Viviers, la Cité Blanche
Une cité fantôme qui tente de survivre par-delà tous les vents
La Cité Blanche est localisée à Viviers, en Ardèche. Il s’agit d’une ancienne cité industrielle aujourd’hui désaffectée. Que de similitudes dans ce documentaire, lorsque l’on compare à mes parcours à Goussainville-Le-Vieux ; ce n’est pas forcément le même aspect, certes, mais en tout cas l’émotion qui assaille est ressemblante.
Historique
La Cité Blanche est localisée entre Viviers et Le Teil, en Ardèche. Elle est immédiatement attenante à la carrière Lafarge du Teil, berceau historique de l’entreprise. Se trouvait-là, dès 1831, une usine à chaux. A ce titre, il subsiste toujours un ancien four dans l’enceinte de l’usine actuelle.
La carrière Lafarge-Coppée a été débutée graduellement dans les années 1850, et se voit portée par un immense essor avec la création d’une ligne de fabrication du ciment Portland en 1868. Pleine révolution industrielle donc. En 1880, la direction décide de la création d’une cité ouvrière, afin de loger le personnel sur place. La construction du canal de Suez avait lieu, et cela demandait beaucoup de ciment.
Après avoir créé une cantine et des dortoirs en 1862, il s’avérait nécessaire de voir plus grand et d’établir, ni plus ni moins, un véritable petit village. En dépit des soucis inhérents à une classique cité ouvrière, des nuisances telles que le bruit et la poussière, les habitants témoignaient d’une vie agréable.

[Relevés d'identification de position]
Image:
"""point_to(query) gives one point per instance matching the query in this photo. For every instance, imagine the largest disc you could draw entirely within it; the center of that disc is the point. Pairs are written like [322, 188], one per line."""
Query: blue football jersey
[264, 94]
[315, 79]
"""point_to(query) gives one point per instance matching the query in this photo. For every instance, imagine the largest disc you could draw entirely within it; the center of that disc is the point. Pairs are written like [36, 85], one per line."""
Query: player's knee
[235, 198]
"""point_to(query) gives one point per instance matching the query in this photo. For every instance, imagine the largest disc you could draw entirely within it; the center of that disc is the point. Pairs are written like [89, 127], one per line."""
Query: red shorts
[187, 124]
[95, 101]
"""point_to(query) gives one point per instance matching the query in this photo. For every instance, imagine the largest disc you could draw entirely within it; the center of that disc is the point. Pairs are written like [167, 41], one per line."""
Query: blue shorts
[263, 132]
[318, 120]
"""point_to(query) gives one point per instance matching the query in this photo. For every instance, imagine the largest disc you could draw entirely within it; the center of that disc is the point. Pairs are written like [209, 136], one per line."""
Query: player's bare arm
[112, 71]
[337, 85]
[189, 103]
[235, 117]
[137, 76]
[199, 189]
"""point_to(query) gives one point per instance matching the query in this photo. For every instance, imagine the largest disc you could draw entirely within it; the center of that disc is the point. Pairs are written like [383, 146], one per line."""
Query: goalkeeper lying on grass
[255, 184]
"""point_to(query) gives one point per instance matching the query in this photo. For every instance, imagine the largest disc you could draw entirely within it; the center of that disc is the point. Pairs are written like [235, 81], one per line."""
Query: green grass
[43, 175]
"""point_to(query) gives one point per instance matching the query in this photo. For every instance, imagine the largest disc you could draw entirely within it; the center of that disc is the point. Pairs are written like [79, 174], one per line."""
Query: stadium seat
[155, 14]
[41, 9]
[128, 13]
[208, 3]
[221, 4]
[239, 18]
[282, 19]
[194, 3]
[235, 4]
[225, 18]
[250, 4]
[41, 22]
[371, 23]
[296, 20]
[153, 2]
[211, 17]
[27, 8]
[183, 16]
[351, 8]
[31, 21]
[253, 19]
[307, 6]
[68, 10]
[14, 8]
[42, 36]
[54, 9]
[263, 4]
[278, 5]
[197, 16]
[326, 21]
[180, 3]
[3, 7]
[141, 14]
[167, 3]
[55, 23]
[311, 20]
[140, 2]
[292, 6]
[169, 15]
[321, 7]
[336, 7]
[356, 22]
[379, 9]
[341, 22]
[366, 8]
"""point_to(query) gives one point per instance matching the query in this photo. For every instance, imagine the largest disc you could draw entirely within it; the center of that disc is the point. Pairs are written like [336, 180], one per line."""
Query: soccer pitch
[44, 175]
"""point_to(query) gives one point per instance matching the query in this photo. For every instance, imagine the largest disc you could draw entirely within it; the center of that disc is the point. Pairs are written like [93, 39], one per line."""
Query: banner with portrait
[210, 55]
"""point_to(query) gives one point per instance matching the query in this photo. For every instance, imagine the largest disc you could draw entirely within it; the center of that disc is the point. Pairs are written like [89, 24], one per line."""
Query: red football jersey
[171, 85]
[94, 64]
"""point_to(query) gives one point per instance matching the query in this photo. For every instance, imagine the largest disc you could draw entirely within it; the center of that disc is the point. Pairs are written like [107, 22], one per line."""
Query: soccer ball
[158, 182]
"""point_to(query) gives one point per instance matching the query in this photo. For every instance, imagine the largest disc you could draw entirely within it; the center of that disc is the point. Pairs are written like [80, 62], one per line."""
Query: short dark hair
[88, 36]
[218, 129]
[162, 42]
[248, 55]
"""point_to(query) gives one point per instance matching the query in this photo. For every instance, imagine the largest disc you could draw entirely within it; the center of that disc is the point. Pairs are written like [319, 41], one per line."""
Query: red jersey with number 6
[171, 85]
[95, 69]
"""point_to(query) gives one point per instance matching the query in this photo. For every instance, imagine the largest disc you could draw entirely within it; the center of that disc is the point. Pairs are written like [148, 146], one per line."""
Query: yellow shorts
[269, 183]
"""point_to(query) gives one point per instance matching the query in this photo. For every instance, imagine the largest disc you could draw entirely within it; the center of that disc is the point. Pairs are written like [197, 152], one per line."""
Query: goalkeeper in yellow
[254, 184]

--- Consignes de l'exercice ---
**A)** Transcrivez le passage complet du texte sur la Cité Blanche, depuis « La carrière Lafarge-Coppée » jusqu'à « d’une vie agréable. ».
**B)** D'après le texte sur la Cité Blanche, pour quelle raison la direction décida-t-elle en 1880 de créer une cité ouvrière ? Répondez en une à trois phrases.

--- Réponses par consigne ---
**A)**
La carrière Lafarge-Coppée a été débutée graduellement dans les années 1850, et se voit portée par un immense essor avec la création d’une ligne de fabrication du ciment Portland en 1868. Pleine révolution industrielle donc. En 1880, la direction décide de la création d’une cité ouvrière, afin de loger le personnel sur place. La construction du canal de Suez avait lieu, et cela demandait beaucoup de ciment.
Après avoir créé une cantine et des dortoirs en 1862, il s’avérait nécessaire de voir plus grand et d’établir, ni plus ni moins, un véritable petit village. En dépit des soucis inhérents à une classique cité ouvrière, des nuisances telles que le bruit et la poussière, les habitants témoignaient d’une vie agréable.

**B)** En 1880, la direction décida de créer une cité ouvrière afin de loger le personnel sur place.